**EXCERPT PROVIDED:**
========

I have no doubt that if this guy at least shows up at 180 pounds and runs the way he does in Indy, he’s going in the first round. Considering how historically slender he is, I have a tough time justifying that, without having a feel for how much weight he may be able to add without compromising what he does in coverage. Nevertheless, even if he loses 5-10 percent of his burst and speed as he adds about ten pounds, that’s a high-level starter in the league. You just can’t teach the feel for the position and the play-making skills this guy brings to the table. I’ve heard people say “D.K. Metcalf will just shrug him off”, but I personally want to see him play over the flanker on the field side anyway, where he’s playing off more regularly and can get his hands on the ball, rather than being isolated with bigger X-bodies.



Just missed the cut:


D.J. Turner


D.J. Turner II, Michigan

5’11”, 180 pounds; SR


A top-500 overall recruit in 2019, Turner appeared in four games on special teams in his true freshman and sophomore years each. In 2021, he took on a starting role on defense, where he picked off two passes (one returned for a TD) and broke up another seven. Last year, he broke up ten passes along with one pick and a scoop-and-score, making him a second-team All-Big Ten selection.

========

[Stored records]
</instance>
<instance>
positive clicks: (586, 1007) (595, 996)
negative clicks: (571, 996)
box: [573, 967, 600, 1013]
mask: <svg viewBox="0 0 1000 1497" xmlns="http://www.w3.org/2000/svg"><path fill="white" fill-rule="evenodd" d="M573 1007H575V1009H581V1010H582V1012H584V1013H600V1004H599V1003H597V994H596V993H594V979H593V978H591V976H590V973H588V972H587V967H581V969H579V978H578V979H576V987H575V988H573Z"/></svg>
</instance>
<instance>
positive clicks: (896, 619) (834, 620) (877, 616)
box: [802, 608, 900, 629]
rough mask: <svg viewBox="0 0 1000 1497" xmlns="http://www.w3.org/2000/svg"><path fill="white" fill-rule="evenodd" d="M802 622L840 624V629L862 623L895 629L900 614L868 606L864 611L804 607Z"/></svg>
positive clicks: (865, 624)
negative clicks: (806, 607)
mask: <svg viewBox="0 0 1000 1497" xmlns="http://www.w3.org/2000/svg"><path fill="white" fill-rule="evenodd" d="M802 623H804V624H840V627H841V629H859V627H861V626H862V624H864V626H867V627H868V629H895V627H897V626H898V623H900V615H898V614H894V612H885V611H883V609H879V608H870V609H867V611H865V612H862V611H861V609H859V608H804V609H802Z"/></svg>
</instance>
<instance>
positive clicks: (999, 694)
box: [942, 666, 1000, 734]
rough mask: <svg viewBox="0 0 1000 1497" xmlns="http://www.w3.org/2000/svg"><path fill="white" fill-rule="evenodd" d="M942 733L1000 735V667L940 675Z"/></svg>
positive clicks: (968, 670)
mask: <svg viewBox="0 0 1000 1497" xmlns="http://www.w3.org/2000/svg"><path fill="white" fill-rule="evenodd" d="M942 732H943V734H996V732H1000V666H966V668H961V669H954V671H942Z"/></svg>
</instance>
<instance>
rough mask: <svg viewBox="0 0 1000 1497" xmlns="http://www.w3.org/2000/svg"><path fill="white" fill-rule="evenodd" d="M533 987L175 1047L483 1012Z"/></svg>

========

**WHAT YOU NEED TO DO:**
1. According to the scouting excerpt, why does the writer want to see the first player line up over the flanker on the field side? Answer in one to three sentences.
2. Duplicate the scouting excerpt's wording from "I have no doubt" to "with bigger X-bodies.".
3. Answer these questions from the scouting excerpt:
(a) At what weight does the writer say the first player should at least show up?
(b) Which school is listed with D.J. Turner II?
(c) How many passes did Turner break up last year?

**YOUR RESPONSES:**
1. The writer wants him there because he would play off the receiver more regularly and could get his hands on the ball, instead of being isolated against bigger X-bodies.

2.
I have no doubt that if this guy at least shows up at 180 pounds and runs the way he does in Indy, he’s going in the first round. Considering how historically slender he is, I have a tough time justifying that, without having a feel for how much weight he may be able to add without compromising what he does in coverage. Nevertheless, even if he loses 5-10 percent of his burst and speed as he adds about ten pounds, that’s a high-level starter in the league. You just can’t teach the feel for the position and the play-making skills this guy brings to the table. I’ve heard people say “D.K. Metcalf will just shrug him off”, but I personally want to see him play over the flanker on the field side anyway, where he’s playing off more regularly and can get his hands on the ball, rather than being isolated with bigger X-bodies.

3.
(a) 180 pounds
(b) Michigan
(c) Ten